───── Extracted entries

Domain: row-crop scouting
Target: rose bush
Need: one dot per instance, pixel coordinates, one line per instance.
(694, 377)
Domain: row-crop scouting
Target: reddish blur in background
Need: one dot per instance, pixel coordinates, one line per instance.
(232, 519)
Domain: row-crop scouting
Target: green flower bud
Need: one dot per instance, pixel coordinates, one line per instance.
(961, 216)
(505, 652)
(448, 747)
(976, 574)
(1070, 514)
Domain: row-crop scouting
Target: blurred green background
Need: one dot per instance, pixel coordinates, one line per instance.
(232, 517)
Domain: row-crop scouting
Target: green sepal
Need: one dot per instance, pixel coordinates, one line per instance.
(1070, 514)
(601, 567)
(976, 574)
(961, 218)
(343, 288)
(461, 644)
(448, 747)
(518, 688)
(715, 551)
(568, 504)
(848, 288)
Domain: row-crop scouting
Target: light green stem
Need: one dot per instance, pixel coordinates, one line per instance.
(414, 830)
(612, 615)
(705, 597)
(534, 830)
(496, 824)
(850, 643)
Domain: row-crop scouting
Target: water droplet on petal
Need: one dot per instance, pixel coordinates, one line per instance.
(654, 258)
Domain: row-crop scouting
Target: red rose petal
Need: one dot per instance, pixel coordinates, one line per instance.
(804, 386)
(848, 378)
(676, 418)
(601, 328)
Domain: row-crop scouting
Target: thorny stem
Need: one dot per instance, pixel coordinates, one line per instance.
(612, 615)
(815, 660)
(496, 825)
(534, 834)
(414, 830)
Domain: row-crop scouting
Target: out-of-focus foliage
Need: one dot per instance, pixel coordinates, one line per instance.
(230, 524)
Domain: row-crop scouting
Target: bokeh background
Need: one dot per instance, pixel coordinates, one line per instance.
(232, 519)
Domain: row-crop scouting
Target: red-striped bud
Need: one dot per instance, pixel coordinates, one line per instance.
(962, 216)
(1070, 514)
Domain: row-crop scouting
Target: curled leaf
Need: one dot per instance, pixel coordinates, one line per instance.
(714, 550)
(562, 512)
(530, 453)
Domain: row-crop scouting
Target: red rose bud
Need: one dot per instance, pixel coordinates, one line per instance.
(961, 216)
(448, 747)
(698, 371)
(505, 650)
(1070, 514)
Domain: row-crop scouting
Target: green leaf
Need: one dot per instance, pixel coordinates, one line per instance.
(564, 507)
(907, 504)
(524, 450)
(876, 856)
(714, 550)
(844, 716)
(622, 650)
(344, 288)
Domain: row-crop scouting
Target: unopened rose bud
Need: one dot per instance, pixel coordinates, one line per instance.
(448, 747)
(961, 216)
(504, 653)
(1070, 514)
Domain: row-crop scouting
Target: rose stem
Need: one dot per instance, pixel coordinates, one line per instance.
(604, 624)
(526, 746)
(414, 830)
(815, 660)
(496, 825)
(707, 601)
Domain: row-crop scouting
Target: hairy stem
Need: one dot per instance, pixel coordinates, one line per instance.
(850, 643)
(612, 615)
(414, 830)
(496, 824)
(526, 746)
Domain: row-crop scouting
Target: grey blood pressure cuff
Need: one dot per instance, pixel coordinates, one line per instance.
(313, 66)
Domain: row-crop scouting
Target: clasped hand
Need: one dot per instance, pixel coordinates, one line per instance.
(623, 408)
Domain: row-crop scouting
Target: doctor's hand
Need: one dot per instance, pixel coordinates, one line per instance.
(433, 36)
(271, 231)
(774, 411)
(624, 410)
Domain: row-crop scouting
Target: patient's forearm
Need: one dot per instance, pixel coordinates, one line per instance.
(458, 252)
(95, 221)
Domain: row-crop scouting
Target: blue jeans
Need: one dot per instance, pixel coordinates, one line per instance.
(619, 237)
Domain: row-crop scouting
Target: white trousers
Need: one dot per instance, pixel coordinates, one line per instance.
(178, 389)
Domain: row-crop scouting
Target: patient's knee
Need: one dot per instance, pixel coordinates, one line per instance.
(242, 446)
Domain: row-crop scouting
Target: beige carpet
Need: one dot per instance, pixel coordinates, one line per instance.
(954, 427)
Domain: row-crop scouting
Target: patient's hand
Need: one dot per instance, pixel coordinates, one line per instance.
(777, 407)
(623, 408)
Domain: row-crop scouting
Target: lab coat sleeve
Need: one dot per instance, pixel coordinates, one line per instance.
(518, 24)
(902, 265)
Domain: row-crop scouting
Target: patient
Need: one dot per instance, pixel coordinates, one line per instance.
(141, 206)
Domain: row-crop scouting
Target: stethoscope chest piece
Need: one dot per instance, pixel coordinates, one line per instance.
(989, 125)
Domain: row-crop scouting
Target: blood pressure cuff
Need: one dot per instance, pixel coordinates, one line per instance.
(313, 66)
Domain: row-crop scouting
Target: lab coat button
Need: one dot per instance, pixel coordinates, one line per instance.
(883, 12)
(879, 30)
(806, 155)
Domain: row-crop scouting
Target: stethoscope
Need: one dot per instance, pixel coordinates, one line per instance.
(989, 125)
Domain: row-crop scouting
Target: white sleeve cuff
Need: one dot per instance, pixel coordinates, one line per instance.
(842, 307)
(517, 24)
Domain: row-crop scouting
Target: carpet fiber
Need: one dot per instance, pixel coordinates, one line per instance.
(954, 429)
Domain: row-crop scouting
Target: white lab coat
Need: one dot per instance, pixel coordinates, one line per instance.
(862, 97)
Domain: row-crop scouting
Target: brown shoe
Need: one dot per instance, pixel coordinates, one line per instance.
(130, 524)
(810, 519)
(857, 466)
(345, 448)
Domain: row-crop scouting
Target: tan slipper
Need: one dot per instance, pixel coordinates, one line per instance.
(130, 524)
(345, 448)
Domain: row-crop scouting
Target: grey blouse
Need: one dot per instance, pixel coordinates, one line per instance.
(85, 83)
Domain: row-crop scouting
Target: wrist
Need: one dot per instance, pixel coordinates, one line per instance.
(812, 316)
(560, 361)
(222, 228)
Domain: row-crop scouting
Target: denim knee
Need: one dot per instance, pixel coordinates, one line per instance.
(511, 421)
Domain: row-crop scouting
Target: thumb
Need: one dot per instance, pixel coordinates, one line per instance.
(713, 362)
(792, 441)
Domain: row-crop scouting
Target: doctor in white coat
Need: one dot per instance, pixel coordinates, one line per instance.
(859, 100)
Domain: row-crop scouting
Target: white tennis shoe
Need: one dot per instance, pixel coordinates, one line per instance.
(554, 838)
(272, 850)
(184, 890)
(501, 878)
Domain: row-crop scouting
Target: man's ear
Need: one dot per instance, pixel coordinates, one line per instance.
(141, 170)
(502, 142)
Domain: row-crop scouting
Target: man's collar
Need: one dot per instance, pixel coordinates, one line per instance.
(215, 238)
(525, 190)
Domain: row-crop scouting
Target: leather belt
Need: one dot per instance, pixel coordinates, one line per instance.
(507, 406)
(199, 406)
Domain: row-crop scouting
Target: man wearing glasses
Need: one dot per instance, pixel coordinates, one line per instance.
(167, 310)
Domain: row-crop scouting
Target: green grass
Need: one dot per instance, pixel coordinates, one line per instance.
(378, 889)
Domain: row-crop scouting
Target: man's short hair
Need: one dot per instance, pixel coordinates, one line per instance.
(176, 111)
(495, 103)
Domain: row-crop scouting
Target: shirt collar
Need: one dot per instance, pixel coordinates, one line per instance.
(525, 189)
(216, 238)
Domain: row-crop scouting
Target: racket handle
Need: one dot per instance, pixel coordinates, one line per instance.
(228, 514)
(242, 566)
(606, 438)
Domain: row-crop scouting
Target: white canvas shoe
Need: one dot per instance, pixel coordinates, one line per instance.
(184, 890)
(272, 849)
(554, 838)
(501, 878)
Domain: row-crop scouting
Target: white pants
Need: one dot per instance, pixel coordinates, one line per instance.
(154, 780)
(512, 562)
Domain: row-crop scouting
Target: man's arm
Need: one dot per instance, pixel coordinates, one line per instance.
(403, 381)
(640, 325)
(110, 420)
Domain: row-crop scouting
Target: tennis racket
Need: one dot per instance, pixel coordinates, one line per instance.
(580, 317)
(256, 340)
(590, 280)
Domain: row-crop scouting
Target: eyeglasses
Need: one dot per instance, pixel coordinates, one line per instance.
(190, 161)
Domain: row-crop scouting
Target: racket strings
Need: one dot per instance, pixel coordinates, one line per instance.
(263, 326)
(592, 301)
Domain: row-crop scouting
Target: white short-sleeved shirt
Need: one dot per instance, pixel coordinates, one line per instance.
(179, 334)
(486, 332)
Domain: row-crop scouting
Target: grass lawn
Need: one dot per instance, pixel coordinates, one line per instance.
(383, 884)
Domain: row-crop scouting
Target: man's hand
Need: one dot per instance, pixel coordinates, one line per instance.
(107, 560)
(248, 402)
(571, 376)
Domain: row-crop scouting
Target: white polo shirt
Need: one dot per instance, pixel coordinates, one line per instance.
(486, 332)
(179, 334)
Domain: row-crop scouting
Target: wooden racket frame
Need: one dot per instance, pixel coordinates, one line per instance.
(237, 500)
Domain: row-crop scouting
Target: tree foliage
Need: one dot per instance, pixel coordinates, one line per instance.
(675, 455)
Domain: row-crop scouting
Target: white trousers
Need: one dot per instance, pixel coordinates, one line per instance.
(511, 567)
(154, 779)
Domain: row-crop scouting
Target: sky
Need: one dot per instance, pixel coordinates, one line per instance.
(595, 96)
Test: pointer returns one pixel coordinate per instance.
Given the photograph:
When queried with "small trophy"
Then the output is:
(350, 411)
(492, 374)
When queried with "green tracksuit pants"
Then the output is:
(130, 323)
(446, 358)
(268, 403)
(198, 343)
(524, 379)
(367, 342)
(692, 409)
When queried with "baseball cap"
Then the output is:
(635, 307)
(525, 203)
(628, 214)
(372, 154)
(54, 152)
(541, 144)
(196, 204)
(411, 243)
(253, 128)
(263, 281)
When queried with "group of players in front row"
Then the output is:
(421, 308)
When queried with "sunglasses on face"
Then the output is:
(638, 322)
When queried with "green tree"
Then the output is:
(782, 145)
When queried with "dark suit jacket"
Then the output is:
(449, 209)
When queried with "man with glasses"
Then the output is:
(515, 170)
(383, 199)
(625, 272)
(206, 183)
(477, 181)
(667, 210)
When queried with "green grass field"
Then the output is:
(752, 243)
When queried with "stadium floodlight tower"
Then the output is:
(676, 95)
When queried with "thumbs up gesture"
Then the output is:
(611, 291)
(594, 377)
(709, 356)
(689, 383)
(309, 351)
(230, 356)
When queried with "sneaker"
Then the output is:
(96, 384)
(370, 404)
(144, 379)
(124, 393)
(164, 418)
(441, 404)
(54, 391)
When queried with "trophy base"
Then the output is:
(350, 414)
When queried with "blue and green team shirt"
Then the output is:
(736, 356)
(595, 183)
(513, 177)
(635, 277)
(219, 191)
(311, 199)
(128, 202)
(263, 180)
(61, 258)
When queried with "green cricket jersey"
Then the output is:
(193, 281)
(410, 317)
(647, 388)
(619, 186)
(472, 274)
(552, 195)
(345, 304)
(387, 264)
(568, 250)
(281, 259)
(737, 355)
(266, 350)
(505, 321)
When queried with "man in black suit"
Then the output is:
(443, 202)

──────────

Read through the entries and copy each line in which "patient" appears.

### Expected answer
Target: patient's forearm
Target: patient's knee
Target: patient's hand
Target: patient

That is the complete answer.